* **Dokumenttext**:
140 Jahre nach Auguste Renoirs Sommerurlaub auf Guernsey werden auf der Insel erstmals alle Werke gezeigt, die der Impressionist dort schuf.
Guernsey, die kleine Insel mitten im Ärmelkanal, ist momentan Ort eines ganz besonderen Kunstspektakels: Denn seit rund einem Monat ist dort die weltweit einzige Renoir-Ausstellung des Jahres zu sehen. Mit ihr wird der 140. Jahrestag des Aufenthalts von Pierre-Auguste Renoir auf Guernsey gefeiert. Dank der Zusammenarbeit mit den Museen von Guernsey und dem Musée des Impressionnismes Giverny bei Paris sind erstmalig alle Kunstwerke von Renoir an ihrem Entstehungsort zu sehen, die er während seines Aufenthaltes auf Guernsey im September 1883 schuf.
Der berühmte französische Impressionist malte in jenem Jahr während eines mehr als vierwöchigen Sommerurlaubs 15 Landschaftsbilder, von denen die meisten Ansichten die Bucht des Strandes von Moulin Huet zeigen. Zu der Zeit stand Renoir kurz vor dem Ende seiner impressionistischen Periode und war auf der Suche nach neuen Ideen. Auf Guernsey faszinierte ihn das Zusammenspiel von Licht, Natur, dem kristallklaren Wasser, den steilen Klippen.
Die Idee zu dieser einmaligen Ausstellung entstand 2019, als anlässlich des 100. Todestages des Künstlers in der Bucht von Moulin Huet ein Renoir-Wanderweg angelegt wurde. Dieser folgt den Spuren des Künstlers entlang der Bucht und ist durch fünf leere Bilderrahmen gekennzeichnet, die genau an jenen Stellen aufgestellt sind, an denen Renoir seine Bilder gemalt hat. Die Rahmen ermöglichen es dem Betrachter, Moulin Huet aus den Perspektiven zu sehen wie einst der Künstler.

* **Extrahierte Daten**:
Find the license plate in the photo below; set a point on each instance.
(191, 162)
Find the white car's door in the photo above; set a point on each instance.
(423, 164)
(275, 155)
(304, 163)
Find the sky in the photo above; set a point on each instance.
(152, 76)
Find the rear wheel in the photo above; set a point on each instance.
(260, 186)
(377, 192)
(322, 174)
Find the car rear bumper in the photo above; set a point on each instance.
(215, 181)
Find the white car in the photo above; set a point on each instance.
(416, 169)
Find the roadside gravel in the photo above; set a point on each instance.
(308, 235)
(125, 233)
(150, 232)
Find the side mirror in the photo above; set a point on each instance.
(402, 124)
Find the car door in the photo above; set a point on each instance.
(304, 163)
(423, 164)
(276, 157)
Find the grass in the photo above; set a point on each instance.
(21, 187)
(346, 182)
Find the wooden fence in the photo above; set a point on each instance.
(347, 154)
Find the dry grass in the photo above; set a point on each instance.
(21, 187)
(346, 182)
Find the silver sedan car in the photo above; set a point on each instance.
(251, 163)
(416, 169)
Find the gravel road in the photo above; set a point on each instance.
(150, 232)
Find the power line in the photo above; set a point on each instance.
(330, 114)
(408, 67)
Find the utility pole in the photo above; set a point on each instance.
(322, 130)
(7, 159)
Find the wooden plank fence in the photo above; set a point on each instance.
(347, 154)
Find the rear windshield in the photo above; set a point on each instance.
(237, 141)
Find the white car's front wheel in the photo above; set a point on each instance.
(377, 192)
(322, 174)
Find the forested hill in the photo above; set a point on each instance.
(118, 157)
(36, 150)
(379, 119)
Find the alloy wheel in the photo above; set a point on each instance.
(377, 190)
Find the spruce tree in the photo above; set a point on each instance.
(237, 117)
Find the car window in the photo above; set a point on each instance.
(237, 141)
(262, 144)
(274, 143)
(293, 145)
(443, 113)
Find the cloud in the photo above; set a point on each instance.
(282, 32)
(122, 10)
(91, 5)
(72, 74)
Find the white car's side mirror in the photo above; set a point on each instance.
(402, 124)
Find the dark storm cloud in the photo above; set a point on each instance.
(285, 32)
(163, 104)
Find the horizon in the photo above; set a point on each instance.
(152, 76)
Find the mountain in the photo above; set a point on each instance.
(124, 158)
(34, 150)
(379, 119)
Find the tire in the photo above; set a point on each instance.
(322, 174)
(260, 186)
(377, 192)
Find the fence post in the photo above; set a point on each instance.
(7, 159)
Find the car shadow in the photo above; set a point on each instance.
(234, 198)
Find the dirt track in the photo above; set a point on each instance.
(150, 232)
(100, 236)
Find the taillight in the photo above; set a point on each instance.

* **Anforderungen**:
(a) Beantworten Sie zum Text über Renoir auf Guernsey die folgenden Fragen:
(i) In welchem Monat und Jahr hielt sich Renoir auf Guernsey auf?
(ii) Wie viele Landschaftsbilder malte er während dieses Aufenthalts?
(iii) Wodurch ist der Renoir-Wanderweg in der Bucht von Moulin Huet gekennzeichnet?
(b) Wiederholen Sie aus dem Text über Renoir auf Guernsey wortgetreu den Abschnitt von „140 Jahre nach“ bis einschließlich „September 1883 schuf.“.
Die Einträge haben mit dem Text über Renoir auf Guernsey nichts zu tun.

* **Vollständige Antworten**:
(a)
(i) Im September 1883.
(ii) 15 Landschaftsbilder.
(iii) Durch fünf leere Bilderrahmen, die an den Stellen aufgestellt sind, an denen Renoir seine Bilder gemalt hat.

(b)
140 Jahre nach Auguste Renoirs Sommerurlaub auf Guernsey werden auf der Insel erstmals alle Werke gezeigt, die der Impressionist dort schuf.
Guernsey, die kleine Insel mitten im Ärmelkanal, ist momentan Ort eines ganz besonderen Kunstspektakels: Denn seit rund einem Monat ist dort die weltweit einzige Renoir-Ausstellung des Jahres zu sehen. Mit ihr wird der 140. Jahrestag des Aufenthalts von Pierre-Auguste Renoir auf Guernsey gefeiert. Dank der Zusammenarbeit mit den Museen von Guernsey und dem Musée des Impressionnismes Giverny bei Paris sind erstmalig alle Kunstwerke von Renoir an ihrem Entstehungsort zu sehen, die er während seines Aufenthaltes auf Guernsey im September 1883 schuf.